— Start Excerpted text —
This seminar focused on the events leading to ASEAN's founding and regional cooperation for economic development, depicting the difficulties facing the founding countries of ASEAN and the urgent need for collective survival and stability, outlining the aims and purposes of regional cooperation for Southeast Asia as a geographical concept. These were primary preoccupations of the leaders of Southeast Asian nations. It was for them to make the choice regarding the type of regional association to be established that would endure the storms brewing over the Pacific and the Indian Oceans at the time. Peace, progress and prosperity were the key words that inspired the ASEAN countries to come together setting aside their bitter experiences and searching for better ways to survive in peace and harmony, each member making valuable contributions to the collectivity of the ASEAN community.
— End Excerpted text —
— Start Dataset entries —
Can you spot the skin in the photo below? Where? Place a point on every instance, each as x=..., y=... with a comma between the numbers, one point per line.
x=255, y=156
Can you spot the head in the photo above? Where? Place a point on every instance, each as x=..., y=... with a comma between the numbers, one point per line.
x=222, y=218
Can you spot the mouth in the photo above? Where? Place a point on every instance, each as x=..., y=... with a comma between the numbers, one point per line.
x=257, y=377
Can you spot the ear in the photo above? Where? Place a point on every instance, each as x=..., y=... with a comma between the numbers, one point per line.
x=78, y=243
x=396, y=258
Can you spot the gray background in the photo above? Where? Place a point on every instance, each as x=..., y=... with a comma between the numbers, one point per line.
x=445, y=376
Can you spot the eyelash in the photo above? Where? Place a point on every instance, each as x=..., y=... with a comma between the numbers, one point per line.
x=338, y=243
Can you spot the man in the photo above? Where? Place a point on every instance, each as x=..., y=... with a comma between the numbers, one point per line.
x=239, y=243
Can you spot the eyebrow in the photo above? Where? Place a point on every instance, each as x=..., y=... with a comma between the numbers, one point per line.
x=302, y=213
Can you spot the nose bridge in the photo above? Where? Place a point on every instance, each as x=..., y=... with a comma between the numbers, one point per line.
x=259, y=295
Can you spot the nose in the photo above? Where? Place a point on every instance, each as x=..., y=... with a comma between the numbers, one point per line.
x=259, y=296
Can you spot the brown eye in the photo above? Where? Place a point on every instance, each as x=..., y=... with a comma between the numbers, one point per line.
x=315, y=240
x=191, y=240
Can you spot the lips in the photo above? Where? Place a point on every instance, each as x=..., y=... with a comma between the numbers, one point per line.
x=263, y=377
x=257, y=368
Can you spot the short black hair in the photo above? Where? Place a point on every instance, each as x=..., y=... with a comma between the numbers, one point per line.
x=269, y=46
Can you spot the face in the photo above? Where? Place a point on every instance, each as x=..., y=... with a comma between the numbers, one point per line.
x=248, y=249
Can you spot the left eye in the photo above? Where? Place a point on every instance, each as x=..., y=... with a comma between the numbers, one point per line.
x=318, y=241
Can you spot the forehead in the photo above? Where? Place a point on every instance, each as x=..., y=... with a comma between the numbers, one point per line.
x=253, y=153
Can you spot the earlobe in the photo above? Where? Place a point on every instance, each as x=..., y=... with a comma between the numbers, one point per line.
— End Dataset entries —
Goals
**1)** Transcribe the stretch of the ASEAN seminar passage from "This seminar focused" through "the ASEAN community.".
**2)** Restate word for word the stretch of the rows from the line containing "Can you spot the eyelash" through the line containing "x=239, y=243".

Written responses
**1)**
This seminar focused on the events leading to ASEAN's founding and regional cooperation for economic development, depicting the difficulties facing the founding countries of ASEAN and the urgent need for collective survival and stability, outlining the aims and purposes of regional cooperation for Southeast Asia as a geographical concept. These were primary preoccupations of the leaders of Southeast Asian nations. It was for them to make the choice regarding the type of regional association to be established that would endure the storms brewing over the Pacific and the Indian Oceans at the time. Peace, progress and prosperity were the key words that inspired the ASEAN countries to come together setting aside their bitter experiences and searching for better ways to survive in peace and harmony, each member making valuable contributions to the collectivity of the ASEAN community.

**2)**
Can you spot the eyelash in the photo above? Where? Place a point on every instance, each as x=..., y=... with a comma between the numbers, one point per line.
x=338, y=243
Can you spot the man in the photo above? Where? Place a point on every instance, each as x=..., y=... with a comma between the numbers, one point per line.
x=239, y=243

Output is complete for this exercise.